### What you are asked to do
Collect every line in the material below that contains the string "palm", and copy each one unchanged.

### Supplied material
________
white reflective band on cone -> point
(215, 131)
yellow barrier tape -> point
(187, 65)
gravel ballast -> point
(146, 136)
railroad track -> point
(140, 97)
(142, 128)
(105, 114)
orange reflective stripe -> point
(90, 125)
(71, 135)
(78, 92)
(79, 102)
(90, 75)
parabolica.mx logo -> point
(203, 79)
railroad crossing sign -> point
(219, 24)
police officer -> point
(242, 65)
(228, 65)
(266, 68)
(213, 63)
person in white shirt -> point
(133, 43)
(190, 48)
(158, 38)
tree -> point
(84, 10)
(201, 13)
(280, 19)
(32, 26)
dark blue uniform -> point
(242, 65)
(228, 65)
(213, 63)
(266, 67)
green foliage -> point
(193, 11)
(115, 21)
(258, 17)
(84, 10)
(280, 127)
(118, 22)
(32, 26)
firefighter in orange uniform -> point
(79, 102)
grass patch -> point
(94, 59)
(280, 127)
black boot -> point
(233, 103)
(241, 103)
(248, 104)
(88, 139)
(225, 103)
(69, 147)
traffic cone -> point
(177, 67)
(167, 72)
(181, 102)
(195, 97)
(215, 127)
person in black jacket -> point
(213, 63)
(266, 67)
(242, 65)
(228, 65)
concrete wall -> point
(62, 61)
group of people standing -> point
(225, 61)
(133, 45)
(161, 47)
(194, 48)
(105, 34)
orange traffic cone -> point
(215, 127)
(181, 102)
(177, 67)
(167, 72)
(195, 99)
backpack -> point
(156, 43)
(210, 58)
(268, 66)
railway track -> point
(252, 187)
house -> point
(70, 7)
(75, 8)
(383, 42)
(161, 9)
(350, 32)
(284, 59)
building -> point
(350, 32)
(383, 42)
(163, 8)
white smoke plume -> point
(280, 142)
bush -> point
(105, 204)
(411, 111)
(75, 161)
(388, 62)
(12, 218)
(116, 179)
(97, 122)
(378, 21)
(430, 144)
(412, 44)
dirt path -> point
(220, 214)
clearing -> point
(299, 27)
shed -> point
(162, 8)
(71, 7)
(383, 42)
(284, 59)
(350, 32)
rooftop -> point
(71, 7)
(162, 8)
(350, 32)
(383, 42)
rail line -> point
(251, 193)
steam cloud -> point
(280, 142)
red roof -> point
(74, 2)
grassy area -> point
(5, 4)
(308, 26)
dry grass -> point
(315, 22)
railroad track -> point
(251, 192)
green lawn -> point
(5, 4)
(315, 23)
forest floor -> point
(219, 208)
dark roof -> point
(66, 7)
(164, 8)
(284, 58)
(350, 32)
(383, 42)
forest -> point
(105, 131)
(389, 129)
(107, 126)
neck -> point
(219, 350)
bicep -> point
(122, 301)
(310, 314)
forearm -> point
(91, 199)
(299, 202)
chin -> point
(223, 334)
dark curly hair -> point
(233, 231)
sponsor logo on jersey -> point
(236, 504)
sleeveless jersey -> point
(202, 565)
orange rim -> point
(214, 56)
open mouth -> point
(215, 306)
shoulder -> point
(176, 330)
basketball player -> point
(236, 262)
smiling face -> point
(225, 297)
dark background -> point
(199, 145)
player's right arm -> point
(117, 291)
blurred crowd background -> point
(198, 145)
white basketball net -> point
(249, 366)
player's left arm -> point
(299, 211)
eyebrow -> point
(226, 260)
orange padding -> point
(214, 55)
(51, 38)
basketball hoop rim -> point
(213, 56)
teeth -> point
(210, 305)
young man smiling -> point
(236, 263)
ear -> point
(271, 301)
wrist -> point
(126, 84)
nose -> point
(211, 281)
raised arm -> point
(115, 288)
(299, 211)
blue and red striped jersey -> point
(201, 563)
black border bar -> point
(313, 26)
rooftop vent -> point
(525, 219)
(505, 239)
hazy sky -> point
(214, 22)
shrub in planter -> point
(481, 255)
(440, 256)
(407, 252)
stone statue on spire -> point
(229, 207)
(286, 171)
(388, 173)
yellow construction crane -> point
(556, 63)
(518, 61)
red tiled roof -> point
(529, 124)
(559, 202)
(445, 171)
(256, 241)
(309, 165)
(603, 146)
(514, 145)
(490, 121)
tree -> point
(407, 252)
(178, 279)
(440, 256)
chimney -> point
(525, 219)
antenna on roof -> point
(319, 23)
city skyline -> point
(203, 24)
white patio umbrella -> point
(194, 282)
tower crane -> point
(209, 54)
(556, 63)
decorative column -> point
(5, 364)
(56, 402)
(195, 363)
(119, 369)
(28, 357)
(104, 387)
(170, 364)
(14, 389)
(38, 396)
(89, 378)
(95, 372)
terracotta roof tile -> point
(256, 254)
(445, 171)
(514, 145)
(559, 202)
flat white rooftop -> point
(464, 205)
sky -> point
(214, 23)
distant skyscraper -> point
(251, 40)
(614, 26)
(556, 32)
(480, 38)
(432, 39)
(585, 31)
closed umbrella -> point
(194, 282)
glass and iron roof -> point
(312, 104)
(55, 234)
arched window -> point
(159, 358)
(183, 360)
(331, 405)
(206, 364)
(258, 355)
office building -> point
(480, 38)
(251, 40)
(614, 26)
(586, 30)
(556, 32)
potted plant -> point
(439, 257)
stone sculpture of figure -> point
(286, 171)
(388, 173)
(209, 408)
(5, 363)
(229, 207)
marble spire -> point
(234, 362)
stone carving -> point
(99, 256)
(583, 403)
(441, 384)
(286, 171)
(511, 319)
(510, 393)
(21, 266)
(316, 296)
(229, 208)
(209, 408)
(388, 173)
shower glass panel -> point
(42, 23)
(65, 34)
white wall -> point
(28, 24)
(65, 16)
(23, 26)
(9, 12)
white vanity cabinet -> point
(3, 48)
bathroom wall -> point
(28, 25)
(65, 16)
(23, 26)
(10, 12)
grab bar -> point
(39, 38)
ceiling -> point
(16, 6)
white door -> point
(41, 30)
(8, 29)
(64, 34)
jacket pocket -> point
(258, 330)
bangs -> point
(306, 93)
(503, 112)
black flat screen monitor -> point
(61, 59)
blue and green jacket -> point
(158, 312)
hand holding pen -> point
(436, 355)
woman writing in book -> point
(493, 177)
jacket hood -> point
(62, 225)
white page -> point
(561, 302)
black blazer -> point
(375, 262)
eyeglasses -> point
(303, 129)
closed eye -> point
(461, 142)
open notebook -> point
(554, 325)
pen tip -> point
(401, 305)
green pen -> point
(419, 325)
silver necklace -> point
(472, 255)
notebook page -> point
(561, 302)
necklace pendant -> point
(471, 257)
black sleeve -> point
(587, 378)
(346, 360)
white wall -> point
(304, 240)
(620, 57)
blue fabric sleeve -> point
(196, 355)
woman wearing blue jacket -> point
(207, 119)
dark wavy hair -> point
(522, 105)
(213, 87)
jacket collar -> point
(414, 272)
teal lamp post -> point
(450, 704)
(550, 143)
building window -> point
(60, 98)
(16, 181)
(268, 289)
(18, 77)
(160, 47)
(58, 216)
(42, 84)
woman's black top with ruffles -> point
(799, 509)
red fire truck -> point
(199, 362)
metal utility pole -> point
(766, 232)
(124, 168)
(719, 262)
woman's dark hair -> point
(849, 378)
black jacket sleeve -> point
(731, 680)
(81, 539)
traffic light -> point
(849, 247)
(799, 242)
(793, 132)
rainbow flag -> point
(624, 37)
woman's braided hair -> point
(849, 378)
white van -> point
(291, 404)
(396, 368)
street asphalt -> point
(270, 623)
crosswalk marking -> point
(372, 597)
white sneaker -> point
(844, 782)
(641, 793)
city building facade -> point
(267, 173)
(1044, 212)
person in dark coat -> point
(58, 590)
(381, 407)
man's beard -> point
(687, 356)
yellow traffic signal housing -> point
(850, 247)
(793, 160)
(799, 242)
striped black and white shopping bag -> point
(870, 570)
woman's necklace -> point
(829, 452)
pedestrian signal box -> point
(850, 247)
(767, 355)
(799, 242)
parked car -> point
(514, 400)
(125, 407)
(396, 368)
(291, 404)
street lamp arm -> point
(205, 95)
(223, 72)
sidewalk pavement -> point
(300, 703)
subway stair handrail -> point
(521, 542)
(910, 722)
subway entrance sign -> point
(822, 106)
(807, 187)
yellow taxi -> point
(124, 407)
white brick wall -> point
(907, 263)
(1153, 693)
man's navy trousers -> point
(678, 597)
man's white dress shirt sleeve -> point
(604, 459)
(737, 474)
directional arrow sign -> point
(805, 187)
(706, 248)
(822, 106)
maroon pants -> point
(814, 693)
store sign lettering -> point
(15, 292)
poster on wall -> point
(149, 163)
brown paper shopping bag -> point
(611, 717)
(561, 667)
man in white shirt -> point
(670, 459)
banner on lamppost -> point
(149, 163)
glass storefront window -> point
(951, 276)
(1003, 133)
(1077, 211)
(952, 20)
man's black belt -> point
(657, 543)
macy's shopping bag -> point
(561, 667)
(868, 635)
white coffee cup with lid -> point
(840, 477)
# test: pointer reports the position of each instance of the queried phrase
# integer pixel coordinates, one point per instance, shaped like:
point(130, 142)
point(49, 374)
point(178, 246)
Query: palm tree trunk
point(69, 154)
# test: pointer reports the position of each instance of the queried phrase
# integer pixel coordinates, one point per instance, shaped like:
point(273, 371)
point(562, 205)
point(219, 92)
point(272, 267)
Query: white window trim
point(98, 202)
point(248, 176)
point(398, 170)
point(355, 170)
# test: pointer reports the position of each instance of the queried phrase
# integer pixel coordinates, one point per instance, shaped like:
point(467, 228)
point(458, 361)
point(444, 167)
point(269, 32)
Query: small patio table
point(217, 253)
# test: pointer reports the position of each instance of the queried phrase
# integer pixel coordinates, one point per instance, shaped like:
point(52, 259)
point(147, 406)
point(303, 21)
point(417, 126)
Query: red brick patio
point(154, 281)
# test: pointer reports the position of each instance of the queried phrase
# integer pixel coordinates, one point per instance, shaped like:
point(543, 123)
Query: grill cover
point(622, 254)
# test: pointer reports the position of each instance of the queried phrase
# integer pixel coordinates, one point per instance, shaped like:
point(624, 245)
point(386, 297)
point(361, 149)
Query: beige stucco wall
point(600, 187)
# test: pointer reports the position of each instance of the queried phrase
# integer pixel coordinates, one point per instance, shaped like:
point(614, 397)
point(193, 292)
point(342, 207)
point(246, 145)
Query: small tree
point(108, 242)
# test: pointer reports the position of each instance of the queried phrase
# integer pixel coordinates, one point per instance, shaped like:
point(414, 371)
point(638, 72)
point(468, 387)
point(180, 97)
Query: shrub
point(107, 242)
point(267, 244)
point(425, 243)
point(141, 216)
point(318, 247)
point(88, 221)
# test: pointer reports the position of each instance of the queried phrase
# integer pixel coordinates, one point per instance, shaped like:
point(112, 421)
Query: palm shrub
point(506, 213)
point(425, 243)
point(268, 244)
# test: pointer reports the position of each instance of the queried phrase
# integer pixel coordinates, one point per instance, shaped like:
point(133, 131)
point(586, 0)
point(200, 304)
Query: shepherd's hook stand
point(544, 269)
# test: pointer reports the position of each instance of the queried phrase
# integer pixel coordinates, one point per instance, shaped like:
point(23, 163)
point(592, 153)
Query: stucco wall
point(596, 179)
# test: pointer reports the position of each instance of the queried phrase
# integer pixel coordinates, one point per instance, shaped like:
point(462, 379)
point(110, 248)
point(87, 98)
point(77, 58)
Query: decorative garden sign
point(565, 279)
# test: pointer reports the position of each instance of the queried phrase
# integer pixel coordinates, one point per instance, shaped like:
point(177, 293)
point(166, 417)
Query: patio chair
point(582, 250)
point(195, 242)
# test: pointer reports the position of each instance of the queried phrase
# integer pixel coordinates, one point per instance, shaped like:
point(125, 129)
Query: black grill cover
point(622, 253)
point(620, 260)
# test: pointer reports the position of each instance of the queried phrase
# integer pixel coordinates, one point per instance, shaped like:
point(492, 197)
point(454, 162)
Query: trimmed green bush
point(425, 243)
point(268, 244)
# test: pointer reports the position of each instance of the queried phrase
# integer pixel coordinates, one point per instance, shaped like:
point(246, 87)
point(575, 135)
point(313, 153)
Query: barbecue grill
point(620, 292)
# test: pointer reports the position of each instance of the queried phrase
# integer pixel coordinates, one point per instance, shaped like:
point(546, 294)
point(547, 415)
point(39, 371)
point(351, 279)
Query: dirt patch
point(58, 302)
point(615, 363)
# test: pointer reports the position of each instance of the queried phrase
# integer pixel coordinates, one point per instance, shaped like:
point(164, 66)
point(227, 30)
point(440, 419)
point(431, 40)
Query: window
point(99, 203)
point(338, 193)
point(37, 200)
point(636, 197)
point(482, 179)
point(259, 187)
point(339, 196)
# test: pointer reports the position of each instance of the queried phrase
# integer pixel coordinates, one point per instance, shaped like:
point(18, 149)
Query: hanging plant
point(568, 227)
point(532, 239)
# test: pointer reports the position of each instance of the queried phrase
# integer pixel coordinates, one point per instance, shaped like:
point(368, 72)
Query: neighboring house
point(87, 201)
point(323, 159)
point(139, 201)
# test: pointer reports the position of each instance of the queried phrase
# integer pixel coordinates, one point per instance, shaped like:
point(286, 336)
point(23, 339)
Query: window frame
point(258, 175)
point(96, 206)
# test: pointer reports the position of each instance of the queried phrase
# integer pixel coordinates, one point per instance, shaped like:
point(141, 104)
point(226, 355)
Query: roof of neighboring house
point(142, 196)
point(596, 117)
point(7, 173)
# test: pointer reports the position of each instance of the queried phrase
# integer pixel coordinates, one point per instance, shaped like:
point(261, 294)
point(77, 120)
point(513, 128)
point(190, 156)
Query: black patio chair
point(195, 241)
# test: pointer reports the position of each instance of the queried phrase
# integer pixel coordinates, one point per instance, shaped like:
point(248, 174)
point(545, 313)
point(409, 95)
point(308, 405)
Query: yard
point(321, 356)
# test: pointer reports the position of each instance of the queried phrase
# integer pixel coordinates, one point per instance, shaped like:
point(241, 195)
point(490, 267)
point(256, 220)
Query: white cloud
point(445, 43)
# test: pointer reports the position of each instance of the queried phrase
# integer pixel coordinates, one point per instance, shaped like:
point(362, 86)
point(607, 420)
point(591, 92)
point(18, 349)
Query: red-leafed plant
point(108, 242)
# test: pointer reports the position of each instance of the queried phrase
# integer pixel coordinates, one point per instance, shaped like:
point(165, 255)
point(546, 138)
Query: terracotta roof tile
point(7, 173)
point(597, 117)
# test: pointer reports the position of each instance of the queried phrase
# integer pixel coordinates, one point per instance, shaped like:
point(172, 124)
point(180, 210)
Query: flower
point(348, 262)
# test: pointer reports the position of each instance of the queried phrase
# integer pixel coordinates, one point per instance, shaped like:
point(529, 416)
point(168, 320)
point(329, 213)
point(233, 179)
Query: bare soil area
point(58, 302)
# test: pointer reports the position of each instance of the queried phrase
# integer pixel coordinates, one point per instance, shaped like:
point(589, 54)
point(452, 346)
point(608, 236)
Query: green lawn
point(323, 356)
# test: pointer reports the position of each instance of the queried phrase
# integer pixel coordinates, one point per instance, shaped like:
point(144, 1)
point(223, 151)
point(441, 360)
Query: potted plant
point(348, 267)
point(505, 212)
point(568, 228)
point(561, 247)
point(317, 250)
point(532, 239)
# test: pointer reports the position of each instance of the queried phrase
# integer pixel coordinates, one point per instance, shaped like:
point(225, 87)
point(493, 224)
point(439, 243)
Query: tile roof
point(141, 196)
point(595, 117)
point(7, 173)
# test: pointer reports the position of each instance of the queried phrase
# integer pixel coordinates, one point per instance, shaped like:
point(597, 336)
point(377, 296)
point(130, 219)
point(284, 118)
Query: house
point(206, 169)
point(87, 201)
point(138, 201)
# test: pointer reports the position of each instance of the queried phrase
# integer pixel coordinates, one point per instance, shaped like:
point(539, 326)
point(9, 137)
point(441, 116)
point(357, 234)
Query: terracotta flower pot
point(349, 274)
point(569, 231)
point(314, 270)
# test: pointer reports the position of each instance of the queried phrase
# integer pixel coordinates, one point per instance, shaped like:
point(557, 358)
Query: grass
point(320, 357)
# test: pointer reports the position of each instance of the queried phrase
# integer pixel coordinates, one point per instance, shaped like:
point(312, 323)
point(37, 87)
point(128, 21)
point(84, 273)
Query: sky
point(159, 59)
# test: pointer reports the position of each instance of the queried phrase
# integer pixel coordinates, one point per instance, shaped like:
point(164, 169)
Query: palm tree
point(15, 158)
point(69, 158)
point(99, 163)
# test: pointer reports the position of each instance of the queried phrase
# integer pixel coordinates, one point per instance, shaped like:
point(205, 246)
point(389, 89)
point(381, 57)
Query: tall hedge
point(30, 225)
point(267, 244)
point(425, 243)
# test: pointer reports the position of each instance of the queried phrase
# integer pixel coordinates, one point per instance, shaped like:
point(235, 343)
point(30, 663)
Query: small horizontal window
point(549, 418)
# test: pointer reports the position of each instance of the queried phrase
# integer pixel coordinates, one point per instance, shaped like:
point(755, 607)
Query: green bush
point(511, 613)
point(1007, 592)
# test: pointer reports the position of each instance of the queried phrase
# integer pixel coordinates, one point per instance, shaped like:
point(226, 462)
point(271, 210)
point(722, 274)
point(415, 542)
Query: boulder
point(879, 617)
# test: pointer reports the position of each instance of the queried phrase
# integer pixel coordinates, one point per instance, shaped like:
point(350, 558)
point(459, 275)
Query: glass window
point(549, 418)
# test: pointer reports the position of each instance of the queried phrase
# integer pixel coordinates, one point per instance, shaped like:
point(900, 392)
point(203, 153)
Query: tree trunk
________
### The output
Query: palm tree trunk
Query: palm shrub
Query: palm tree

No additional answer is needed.